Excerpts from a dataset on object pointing
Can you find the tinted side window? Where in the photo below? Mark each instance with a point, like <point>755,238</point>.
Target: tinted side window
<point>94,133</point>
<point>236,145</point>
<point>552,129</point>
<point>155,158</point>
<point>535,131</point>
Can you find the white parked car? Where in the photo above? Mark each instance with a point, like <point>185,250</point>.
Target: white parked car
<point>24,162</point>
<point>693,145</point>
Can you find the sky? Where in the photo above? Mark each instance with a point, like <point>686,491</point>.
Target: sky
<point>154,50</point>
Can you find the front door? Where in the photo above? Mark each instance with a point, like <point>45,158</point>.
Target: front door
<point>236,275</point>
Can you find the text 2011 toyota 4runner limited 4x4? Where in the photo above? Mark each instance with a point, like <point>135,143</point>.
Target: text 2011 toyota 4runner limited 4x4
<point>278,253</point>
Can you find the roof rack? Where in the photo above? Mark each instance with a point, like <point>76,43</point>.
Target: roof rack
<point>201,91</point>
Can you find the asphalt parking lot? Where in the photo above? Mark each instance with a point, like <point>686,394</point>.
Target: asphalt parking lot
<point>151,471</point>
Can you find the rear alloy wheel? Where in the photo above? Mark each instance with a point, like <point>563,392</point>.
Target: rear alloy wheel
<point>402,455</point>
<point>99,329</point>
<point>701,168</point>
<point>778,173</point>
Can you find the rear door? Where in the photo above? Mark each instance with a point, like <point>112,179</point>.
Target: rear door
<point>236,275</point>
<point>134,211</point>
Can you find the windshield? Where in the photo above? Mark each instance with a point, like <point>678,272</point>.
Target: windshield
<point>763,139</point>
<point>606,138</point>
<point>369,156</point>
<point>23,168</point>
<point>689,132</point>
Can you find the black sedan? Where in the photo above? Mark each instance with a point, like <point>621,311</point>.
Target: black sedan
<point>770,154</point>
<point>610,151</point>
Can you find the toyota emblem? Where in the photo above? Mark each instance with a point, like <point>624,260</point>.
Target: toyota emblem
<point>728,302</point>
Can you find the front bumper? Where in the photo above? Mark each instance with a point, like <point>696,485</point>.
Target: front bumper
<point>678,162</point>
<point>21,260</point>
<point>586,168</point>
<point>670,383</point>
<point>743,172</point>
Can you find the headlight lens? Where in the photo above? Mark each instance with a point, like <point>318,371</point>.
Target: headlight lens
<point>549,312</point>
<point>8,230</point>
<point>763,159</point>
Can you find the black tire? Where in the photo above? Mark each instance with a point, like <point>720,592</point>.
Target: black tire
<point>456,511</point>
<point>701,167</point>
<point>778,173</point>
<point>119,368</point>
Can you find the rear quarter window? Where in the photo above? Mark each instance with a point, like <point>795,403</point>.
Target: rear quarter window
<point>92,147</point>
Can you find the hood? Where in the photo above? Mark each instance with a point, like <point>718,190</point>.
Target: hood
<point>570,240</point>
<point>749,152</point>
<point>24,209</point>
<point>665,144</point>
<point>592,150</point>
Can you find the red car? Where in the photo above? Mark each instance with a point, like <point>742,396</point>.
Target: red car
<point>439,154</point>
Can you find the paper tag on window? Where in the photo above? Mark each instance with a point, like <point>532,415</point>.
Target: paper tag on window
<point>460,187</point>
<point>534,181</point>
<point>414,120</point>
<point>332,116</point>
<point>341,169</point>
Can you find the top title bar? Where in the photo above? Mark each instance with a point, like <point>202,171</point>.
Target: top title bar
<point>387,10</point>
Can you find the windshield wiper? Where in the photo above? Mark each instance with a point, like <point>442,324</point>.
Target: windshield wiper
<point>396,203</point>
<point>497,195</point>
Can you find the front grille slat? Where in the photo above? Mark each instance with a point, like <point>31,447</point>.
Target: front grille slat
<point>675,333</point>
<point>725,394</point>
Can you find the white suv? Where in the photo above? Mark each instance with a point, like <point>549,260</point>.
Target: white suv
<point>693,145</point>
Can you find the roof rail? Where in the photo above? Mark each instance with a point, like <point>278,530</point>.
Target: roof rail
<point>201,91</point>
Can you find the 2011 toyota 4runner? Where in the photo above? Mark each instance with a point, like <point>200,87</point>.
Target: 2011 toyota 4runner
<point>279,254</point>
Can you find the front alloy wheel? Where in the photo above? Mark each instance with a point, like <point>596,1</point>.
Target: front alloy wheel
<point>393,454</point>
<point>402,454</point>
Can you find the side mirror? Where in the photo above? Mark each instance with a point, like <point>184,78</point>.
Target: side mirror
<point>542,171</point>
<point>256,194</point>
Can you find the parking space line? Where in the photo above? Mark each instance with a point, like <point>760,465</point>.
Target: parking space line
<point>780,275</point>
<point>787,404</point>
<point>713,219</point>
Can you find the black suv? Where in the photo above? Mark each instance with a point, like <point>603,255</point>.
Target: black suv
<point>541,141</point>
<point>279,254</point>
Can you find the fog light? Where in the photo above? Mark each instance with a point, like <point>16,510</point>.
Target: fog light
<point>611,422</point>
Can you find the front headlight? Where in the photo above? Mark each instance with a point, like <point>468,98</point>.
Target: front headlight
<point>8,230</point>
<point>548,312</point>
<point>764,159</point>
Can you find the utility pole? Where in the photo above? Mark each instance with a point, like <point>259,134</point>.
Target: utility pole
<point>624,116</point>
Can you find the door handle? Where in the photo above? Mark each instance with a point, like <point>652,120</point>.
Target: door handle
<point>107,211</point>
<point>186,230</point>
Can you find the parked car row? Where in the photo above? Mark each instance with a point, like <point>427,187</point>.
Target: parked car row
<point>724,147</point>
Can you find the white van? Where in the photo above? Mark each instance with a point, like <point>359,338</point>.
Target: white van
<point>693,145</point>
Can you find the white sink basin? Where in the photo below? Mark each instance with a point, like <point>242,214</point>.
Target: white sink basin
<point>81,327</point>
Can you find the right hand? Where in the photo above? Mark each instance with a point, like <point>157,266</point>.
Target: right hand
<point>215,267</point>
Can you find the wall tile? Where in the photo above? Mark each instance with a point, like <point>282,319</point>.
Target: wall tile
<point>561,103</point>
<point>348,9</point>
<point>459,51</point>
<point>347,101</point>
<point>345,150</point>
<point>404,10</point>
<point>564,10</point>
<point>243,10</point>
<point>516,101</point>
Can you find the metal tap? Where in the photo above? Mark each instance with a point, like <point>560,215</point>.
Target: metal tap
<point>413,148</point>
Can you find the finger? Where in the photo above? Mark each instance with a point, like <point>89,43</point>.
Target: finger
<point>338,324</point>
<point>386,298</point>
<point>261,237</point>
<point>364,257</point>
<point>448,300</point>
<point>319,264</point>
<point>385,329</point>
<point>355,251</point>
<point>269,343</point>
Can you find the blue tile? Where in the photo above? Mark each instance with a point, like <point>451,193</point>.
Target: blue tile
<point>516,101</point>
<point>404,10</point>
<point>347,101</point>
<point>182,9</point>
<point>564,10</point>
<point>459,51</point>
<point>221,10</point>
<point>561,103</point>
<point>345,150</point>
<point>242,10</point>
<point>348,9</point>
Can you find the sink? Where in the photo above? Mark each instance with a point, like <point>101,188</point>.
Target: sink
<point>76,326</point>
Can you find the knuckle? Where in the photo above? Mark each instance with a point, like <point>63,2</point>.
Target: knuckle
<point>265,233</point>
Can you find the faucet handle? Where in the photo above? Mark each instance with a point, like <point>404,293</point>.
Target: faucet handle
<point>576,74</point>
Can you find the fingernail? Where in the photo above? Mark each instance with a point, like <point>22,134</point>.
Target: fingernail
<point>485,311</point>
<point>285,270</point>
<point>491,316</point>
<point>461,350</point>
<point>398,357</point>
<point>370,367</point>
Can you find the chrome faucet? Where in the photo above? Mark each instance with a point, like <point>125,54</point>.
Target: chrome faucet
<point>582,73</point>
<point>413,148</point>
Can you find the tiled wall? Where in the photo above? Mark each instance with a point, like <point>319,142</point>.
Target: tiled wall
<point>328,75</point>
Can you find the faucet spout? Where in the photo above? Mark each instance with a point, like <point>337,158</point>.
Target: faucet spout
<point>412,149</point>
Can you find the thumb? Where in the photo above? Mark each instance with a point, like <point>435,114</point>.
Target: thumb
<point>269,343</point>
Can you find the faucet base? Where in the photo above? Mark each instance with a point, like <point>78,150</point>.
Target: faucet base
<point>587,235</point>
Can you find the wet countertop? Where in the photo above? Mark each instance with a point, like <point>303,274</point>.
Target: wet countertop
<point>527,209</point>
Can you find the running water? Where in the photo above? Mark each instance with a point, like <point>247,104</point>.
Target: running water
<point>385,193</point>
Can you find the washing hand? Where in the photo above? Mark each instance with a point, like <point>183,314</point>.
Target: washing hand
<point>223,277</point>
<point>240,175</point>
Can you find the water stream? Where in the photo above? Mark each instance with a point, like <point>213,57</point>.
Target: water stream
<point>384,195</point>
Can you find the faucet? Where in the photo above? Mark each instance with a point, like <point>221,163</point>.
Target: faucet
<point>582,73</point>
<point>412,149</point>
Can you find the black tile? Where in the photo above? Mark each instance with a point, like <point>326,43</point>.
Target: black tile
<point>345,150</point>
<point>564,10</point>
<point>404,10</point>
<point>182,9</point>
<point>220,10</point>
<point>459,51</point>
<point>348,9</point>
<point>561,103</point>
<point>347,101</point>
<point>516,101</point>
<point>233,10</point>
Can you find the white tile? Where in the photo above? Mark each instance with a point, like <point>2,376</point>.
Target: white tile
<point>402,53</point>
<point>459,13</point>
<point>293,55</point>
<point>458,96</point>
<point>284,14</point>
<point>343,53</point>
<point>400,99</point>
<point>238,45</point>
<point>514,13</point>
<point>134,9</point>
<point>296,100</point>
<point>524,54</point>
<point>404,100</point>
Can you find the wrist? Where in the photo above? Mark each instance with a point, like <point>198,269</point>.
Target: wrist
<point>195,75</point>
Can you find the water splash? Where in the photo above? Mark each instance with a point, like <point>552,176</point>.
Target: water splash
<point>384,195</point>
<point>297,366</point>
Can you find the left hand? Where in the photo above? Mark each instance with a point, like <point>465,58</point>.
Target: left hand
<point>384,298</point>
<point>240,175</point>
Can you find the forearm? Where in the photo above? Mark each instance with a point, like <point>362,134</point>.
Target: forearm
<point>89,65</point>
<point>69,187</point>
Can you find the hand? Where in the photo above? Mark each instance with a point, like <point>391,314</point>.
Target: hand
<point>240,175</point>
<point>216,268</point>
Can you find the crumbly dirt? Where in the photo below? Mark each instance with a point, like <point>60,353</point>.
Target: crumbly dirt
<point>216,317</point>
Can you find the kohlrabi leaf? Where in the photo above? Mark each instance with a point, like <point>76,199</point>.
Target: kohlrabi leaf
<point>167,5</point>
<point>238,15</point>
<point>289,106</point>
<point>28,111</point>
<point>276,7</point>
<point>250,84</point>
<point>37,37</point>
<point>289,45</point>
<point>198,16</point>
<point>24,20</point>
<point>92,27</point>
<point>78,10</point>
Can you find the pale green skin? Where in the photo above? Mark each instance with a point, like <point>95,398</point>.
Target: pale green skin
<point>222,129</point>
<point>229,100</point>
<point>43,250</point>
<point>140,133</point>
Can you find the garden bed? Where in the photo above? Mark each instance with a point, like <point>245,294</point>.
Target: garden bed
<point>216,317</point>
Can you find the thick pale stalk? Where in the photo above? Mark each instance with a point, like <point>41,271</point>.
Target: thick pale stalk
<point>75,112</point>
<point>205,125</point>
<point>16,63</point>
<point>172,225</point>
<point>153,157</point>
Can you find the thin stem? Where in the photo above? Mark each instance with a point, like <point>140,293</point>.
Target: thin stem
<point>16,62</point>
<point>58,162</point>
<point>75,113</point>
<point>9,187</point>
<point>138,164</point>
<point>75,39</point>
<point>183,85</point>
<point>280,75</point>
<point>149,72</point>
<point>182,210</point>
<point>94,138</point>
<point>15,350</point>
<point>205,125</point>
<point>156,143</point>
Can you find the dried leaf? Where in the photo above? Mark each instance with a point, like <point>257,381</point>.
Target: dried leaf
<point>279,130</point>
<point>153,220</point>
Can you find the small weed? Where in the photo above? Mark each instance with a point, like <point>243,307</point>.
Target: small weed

Task objective:
Quote everything from the start of the items down through the line that contains "<point>535,131</point>".

Solution to the exercise:
Can you find the tinted side window? Where in the photo below? Mark each instance with a point, like <point>755,238</point>.
Target: tinted side window
<point>94,133</point>
<point>236,145</point>
<point>552,129</point>
<point>155,158</point>
<point>535,131</point>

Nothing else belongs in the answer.